### YOUR TASKS
**a.** Decide whether each statement below agrees with the passage on Abir training. Answer yes or no for each, and quote the exact words of the passage that decide it.
(i) The wolf is matched with Benjamin.
(ii) The Qesheth method uses only the upper limbs.
(iii) The Aleph-Beth system is applied only in unarmed combat.
**b.** Reproduce verbatim the stretch of the passage on Abir training from "Qesheth Warrior Arts" through "or the legs.".
**c.** Answer each question from the passage on Abir training.
(i) What is Qesheth the Hebrew word for?
(ii) How many Hebrew letters do Abir practitioners learn to assume the forms of?
(iii) Which animal is matched with Naftali?

The following are categories of training in Abir, covering the classical and essential elements of Abir Warrior Arts:

Tribal Warrior Arts
-  Bio-mechanical principles combined with calculation of timing, spatial/distance issues, variant speeds, the use and gradation of force, weight distribution, and preferred directions/angles.

- Emulating the characteristic movements and 'spirits' of the fighting animals who symbolically represent the attributes of specific tribes.

  • Snake = Dan
  • Lion = Judah
  • Deer = Naftali
  • Bull = Joseph
  • Two-headed cow = Ephraim
  • Donkey = Issachar
  • Wolf = Benjamin
  • Great Eagle = Levi (and our master Moses)
  • Monkey = The letter "Qof" (not a tribe per se, but simply a letter) 

Qesheth Warrior Arts

  • Qesheth is the Hebrew word for "bow" (as in "bow and arrow").
  • Qesheth also refers to arched, bent, or looped limbs, as well as an arch, an ellipse, or a physical power.
  • The Qesheth method refers to always striking with an arched limb in a looping, elliptical, or circular manner, and is employed using both the upper and lower limbs, striking with any surface on the limbs.
  • The Qesheth method is also applied in pushing, pressing, and locking joints, using either the arms or the legs. 

The Aleph-Beth Fighting System

  •  Abir practitioners learn to assume the forms of the twenty-two Hebrew letters in all of their seven types of combat applications.
  •  The Aleph-Beth system includes several of the Hebrew fonts, which are applied both in armed and unarmed combat.

"Forms" Training (Tavniyoth)  

Preparatory Exercise (Hakhanah)

"Strengthening" (Ḥithhazquth)

  • Practitioners empower their spirit with Torah-study, faith, and prayer.
  • Abir practitioners also build a powerful, yet fluid, physical vessel for moving and directing energy in accordance with God's will.
  • Abir applied emotional/motion/motivational healing arts.

"Connection"-Building (Ḥibbur)
Ḥibbur means "connection" and refers to becoming acquainted with the God of Israel, the Torah of Israel, and the land of Israel, and also includes becoming connected with our ancestors through all of the various divisions of the Abir program:

1. Visiting the tribal regions of the land of Israel and the battlegrounds where we fought as a nation at war over our long history.
2. Learning how to make weapons as our ancestors did.

### DATASET RECORDS
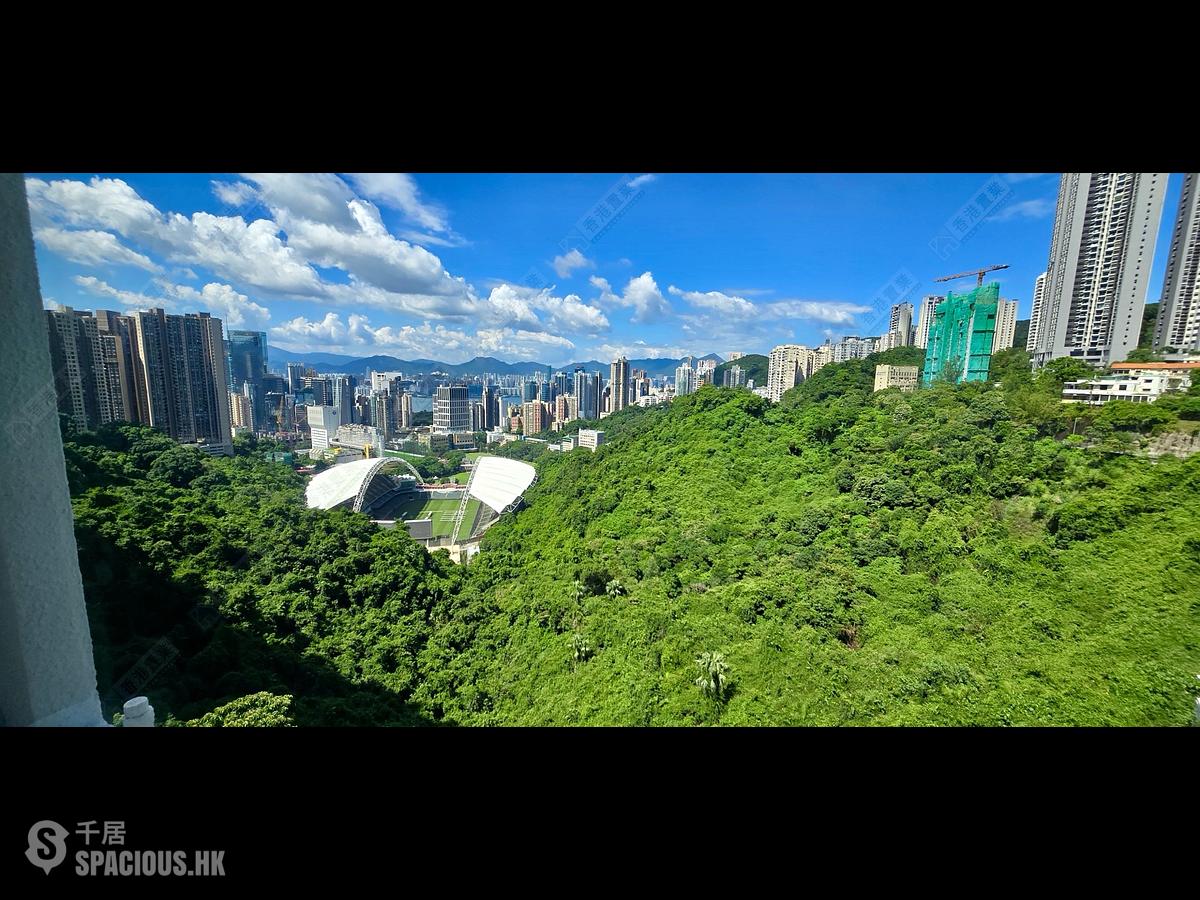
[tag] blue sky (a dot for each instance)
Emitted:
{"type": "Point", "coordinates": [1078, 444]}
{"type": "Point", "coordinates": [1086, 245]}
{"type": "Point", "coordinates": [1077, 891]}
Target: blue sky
{"type": "Point", "coordinates": [553, 268]}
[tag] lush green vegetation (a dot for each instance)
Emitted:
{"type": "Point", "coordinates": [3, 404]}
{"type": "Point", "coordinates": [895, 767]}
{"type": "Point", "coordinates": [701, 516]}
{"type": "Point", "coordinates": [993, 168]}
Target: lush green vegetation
{"type": "Point", "coordinates": [1149, 319]}
{"type": "Point", "coordinates": [963, 555]}
{"type": "Point", "coordinates": [211, 577]}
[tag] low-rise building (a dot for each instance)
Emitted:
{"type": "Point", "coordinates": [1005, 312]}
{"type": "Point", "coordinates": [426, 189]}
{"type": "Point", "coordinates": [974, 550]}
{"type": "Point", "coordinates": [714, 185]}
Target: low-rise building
{"type": "Point", "coordinates": [591, 438]}
{"type": "Point", "coordinates": [1139, 389]}
{"type": "Point", "coordinates": [903, 377]}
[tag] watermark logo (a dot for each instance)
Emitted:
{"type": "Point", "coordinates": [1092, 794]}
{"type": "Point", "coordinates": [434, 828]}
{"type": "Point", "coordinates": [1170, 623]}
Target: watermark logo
{"type": "Point", "coordinates": [48, 849]}
{"type": "Point", "coordinates": [47, 845]}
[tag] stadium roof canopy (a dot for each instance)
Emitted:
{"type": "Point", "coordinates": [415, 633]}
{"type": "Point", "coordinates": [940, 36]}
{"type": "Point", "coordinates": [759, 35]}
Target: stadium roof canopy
{"type": "Point", "coordinates": [498, 481]}
{"type": "Point", "coordinates": [349, 484]}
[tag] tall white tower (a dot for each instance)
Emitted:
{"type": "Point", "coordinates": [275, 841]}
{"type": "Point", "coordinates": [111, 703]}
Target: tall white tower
{"type": "Point", "coordinates": [1179, 313]}
{"type": "Point", "coordinates": [1101, 253]}
{"type": "Point", "coordinates": [1039, 293]}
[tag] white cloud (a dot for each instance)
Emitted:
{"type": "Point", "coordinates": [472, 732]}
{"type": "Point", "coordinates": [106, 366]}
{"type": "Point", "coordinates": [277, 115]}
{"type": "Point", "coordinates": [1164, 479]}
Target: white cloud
{"type": "Point", "coordinates": [569, 262]}
{"type": "Point", "coordinates": [371, 253]}
{"type": "Point", "coordinates": [221, 300]}
{"type": "Point", "coordinates": [126, 298]}
{"type": "Point", "coordinates": [226, 304]}
{"type": "Point", "coordinates": [414, 341]}
{"type": "Point", "coordinates": [717, 301]}
{"type": "Point", "coordinates": [1026, 209]}
{"type": "Point", "coordinates": [330, 331]}
{"type": "Point", "coordinates": [833, 311]}
{"type": "Point", "coordinates": [318, 197]}
{"type": "Point", "coordinates": [91, 247]}
{"type": "Point", "coordinates": [323, 222]}
{"type": "Point", "coordinates": [521, 343]}
{"type": "Point", "coordinates": [514, 305]}
{"type": "Point", "coordinates": [234, 193]}
{"type": "Point", "coordinates": [641, 349]}
{"type": "Point", "coordinates": [641, 293]}
{"type": "Point", "coordinates": [400, 191]}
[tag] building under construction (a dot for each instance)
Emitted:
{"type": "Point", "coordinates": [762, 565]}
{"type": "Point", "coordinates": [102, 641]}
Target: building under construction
{"type": "Point", "coordinates": [960, 337]}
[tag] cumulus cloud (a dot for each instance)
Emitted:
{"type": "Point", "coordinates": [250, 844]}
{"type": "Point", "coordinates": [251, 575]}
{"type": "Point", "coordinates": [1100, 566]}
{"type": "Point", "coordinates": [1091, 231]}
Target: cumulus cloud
{"type": "Point", "coordinates": [399, 191]}
{"type": "Point", "coordinates": [234, 193]}
{"type": "Point", "coordinates": [318, 221]}
{"type": "Point", "coordinates": [91, 247]}
{"type": "Point", "coordinates": [450, 345]}
{"type": "Point", "coordinates": [221, 300]}
{"type": "Point", "coordinates": [569, 262]}
{"type": "Point", "coordinates": [515, 305]}
{"type": "Point", "coordinates": [717, 301]}
{"type": "Point", "coordinates": [130, 299]}
{"type": "Point", "coordinates": [318, 197]}
{"type": "Point", "coordinates": [641, 293]}
{"type": "Point", "coordinates": [226, 304]}
{"type": "Point", "coordinates": [641, 349]}
{"type": "Point", "coordinates": [833, 311]}
{"type": "Point", "coordinates": [1039, 208]}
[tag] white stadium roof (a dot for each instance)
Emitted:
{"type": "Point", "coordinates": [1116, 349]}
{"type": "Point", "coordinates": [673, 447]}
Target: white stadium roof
{"type": "Point", "coordinates": [498, 481]}
{"type": "Point", "coordinates": [339, 484]}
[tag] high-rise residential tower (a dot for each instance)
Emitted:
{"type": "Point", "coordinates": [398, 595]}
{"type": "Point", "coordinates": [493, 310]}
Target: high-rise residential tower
{"type": "Point", "coordinates": [786, 366]}
{"type": "Point", "coordinates": [1039, 295]}
{"type": "Point", "coordinates": [77, 359]}
{"type": "Point", "coordinates": [925, 319]}
{"type": "Point", "coordinates": [900, 324]}
{"type": "Point", "coordinates": [1179, 312]}
{"type": "Point", "coordinates": [451, 408]}
{"type": "Point", "coordinates": [1101, 253]}
{"type": "Point", "coordinates": [1006, 325]}
{"type": "Point", "coordinates": [247, 365]}
{"type": "Point", "coordinates": [619, 381]}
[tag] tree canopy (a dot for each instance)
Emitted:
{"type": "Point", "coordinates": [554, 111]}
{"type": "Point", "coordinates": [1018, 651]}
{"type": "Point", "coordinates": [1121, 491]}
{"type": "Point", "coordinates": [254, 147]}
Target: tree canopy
{"type": "Point", "coordinates": [976, 553]}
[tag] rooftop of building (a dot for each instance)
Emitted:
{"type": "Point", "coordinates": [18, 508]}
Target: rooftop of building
{"type": "Point", "coordinates": [1155, 365]}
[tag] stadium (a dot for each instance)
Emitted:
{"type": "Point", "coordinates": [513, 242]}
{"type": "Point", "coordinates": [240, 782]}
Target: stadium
{"type": "Point", "coordinates": [391, 492]}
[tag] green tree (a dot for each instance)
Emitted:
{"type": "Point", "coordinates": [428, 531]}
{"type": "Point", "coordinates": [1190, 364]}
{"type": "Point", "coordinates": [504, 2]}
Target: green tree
{"type": "Point", "coordinates": [713, 681]}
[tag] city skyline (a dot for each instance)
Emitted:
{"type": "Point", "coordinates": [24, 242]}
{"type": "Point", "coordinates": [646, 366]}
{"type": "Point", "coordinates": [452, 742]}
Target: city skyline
{"type": "Point", "coordinates": [453, 267]}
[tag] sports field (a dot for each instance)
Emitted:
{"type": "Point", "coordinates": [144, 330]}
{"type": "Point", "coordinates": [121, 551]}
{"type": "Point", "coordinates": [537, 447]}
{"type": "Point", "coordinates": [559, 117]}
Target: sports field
{"type": "Point", "coordinates": [442, 511]}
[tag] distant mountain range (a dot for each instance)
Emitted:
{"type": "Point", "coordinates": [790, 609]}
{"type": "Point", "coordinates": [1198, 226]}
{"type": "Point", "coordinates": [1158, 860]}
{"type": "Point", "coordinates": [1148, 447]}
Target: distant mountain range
{"type": "Point", "coordinates": [480, 365]}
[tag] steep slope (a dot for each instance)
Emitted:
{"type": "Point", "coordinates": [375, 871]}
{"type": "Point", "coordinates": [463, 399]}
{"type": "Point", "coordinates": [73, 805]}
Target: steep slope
{"type": "Point", "coordinates": [881, 559]}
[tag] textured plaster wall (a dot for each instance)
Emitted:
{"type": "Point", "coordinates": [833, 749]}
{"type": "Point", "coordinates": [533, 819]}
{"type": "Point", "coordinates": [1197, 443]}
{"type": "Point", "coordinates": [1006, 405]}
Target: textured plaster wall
{"type": "Point", "coordinates": [47, 675]}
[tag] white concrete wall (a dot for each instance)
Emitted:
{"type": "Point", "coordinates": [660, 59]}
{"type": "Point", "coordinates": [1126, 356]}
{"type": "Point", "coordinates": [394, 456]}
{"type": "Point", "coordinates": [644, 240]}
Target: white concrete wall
{"type": "Point", "coordinates": [47, 675]}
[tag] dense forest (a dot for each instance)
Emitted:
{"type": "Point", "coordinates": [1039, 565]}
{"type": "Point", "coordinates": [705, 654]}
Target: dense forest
{"type": "Point", "coordinates": [963, 555]}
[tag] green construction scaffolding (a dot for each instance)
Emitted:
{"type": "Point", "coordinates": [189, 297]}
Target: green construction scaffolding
{"type": "Point", "coordinates": [961, 335]}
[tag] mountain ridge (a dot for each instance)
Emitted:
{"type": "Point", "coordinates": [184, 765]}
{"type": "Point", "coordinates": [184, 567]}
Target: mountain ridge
{"type": "Point", "coordinates": [479, 365]}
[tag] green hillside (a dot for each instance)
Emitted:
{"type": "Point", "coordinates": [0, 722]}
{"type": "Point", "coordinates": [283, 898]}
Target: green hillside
{"type": "Point", "coordinates": [754, 364]}
{"type": "Point", "coordinates": [945, 557]}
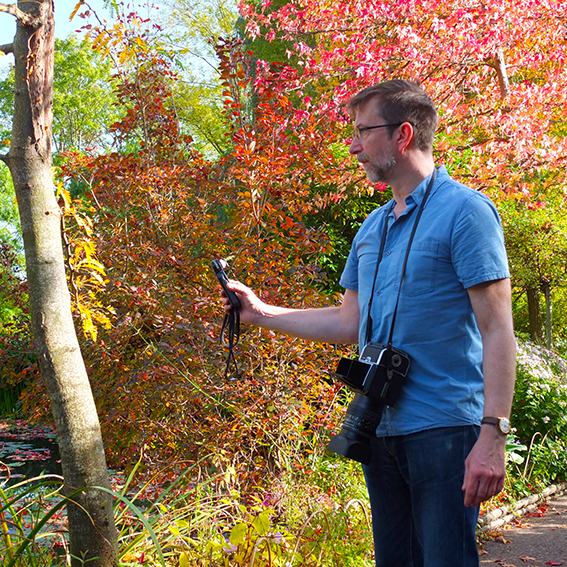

### WRITTEN ANSWERS
**a.**
(i) Yes: "Wolf = Benjamin"
(ii) No: "is employed using both the upper and lower limbs"
(iii) No: "which are applied both in armed and unarmed combat"

**b.**
Qesheth Warrior Arts

  • Qesheth is the Hebrew word for "bow" (as in "bow and arrow").
  • Qesheth also refers to arched, bent, or looped limbs, as well as an arch, an ellipse, or a physical power.
  • The Qesheth method refers to always striking with an arched limb in a looping, elliptical, or circular manner, and is employed using both the upper and lower limbs, striking with any surface on the limbs.
  • The Qesheth method is also applied in pushing, pressing, and locking joints, using either the arms or the legs.

**c.**
(i) "Bow" (as in "bow and arrow")
(ii) Twenty-two
(iii) Deer